> **Instructions for the task**: Please reproduce the entries below exactly, starting at the first line and ending with the line that holds "277L595 292L539 363L531".
== Task data
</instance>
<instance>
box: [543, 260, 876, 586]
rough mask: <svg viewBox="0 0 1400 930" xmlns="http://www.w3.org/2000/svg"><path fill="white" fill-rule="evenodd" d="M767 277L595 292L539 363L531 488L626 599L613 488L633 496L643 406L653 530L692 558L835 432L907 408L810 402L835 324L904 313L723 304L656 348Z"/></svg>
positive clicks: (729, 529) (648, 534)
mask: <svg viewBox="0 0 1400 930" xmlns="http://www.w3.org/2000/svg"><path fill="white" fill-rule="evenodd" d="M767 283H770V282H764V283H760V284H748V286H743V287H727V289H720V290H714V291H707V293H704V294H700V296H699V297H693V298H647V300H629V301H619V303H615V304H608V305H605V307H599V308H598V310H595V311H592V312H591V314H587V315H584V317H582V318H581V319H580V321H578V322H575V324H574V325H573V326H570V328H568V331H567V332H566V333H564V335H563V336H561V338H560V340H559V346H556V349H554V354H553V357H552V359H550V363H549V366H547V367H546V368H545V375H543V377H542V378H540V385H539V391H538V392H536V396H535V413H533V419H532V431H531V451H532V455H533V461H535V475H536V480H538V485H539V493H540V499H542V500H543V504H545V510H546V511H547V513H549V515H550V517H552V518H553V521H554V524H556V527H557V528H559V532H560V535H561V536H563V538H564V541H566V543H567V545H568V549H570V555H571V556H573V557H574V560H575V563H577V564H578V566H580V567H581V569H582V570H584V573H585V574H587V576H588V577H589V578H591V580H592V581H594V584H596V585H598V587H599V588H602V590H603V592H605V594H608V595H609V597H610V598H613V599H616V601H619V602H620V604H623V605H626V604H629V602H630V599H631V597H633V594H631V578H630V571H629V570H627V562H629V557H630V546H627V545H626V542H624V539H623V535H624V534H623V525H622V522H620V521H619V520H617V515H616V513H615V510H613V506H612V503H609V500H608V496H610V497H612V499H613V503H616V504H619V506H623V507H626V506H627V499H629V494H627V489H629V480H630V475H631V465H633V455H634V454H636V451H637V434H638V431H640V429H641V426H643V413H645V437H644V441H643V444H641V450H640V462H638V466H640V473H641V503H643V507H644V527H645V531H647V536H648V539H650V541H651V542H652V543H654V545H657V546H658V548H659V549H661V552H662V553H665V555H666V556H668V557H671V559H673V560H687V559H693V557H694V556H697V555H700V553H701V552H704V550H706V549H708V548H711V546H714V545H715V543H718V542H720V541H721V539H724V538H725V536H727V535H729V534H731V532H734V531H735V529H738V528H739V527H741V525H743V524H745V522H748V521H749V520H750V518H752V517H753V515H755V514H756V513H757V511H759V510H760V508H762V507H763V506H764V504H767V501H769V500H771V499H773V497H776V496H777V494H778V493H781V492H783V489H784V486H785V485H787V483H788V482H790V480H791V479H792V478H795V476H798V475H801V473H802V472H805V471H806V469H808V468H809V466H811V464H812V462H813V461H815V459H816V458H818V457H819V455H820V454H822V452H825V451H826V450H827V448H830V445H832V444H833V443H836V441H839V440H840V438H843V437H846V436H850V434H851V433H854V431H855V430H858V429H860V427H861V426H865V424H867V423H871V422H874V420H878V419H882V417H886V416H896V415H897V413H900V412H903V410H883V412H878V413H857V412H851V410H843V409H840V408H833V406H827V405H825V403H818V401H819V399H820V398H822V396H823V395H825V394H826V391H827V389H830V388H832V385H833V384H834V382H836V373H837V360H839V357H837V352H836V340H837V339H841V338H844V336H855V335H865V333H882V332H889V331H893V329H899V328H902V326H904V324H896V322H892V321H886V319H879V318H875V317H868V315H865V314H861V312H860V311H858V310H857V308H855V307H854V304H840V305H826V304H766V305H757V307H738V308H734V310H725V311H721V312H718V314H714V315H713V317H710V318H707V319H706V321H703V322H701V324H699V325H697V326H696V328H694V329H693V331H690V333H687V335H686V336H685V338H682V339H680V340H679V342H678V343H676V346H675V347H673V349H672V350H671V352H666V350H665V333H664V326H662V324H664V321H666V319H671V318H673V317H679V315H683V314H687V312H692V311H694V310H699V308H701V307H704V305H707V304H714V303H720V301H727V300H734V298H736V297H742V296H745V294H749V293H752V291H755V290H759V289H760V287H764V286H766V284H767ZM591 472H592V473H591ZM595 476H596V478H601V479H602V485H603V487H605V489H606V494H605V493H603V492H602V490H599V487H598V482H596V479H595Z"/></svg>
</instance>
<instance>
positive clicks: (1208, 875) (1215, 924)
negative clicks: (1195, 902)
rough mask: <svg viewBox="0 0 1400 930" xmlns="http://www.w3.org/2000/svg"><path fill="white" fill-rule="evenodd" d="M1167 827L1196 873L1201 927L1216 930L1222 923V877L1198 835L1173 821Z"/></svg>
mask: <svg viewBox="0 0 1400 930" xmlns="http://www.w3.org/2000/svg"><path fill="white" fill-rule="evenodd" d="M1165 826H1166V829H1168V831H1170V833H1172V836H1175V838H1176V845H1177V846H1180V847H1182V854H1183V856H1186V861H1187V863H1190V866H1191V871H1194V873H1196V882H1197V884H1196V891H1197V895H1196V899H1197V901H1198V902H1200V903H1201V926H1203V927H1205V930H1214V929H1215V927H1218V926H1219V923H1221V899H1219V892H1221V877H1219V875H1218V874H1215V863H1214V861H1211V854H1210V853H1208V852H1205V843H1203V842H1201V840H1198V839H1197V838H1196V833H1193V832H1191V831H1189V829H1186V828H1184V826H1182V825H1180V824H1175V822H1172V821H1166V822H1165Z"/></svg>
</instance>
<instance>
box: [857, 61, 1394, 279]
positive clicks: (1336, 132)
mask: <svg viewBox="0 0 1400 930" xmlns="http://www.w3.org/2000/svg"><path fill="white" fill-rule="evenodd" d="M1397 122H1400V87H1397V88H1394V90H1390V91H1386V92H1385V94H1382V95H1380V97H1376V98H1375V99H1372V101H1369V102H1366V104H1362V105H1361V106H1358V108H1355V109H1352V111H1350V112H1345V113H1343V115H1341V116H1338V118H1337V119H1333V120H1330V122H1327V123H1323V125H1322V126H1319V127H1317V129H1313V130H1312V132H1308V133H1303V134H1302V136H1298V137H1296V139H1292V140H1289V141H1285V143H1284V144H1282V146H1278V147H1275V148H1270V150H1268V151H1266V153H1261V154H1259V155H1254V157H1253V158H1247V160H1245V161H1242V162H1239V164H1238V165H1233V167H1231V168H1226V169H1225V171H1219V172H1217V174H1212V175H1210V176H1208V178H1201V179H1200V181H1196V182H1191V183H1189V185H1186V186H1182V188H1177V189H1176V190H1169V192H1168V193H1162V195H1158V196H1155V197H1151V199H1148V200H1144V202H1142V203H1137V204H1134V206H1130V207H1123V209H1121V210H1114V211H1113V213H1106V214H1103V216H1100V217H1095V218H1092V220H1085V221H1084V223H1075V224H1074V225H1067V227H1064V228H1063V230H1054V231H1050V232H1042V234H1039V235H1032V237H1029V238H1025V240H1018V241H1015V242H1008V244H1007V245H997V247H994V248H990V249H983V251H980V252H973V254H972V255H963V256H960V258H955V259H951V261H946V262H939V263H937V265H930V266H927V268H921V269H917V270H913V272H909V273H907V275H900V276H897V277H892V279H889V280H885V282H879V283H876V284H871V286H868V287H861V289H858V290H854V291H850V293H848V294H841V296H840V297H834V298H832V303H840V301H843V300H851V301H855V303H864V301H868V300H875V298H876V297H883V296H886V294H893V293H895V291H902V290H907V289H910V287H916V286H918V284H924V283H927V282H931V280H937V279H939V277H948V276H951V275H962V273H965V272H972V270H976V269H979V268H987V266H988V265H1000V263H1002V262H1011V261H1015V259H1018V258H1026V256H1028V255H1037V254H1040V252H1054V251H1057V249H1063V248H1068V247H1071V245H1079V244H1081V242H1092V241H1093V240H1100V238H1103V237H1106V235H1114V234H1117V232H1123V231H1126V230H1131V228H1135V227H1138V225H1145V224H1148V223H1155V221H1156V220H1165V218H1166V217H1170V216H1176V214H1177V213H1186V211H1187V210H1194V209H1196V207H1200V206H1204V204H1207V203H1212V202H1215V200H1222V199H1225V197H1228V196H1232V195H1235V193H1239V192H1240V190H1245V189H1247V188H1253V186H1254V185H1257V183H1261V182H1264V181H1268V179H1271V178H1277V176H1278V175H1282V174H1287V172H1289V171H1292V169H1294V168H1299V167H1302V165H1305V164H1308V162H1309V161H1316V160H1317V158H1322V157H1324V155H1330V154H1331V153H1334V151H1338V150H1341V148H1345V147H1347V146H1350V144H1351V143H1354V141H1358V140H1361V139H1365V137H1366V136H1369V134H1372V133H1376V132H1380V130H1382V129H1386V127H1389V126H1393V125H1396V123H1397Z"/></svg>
====
> **Exercise solution**:
</instance>
<instance>
box: [543, 260, 876, 586]
rough mask: <svg viewBox="0 0 1400 930" xmlns="http://www.w3.org/2000/svg"><path fill="white" fill-rule="evenodd" d="M767 277L595 292L539 363L531 488L626 599L613 488L633 496L643 406L653 530L692 558L835 432L907 408L810 402L835 324L904 313L723 304L656 348Z"/></svg>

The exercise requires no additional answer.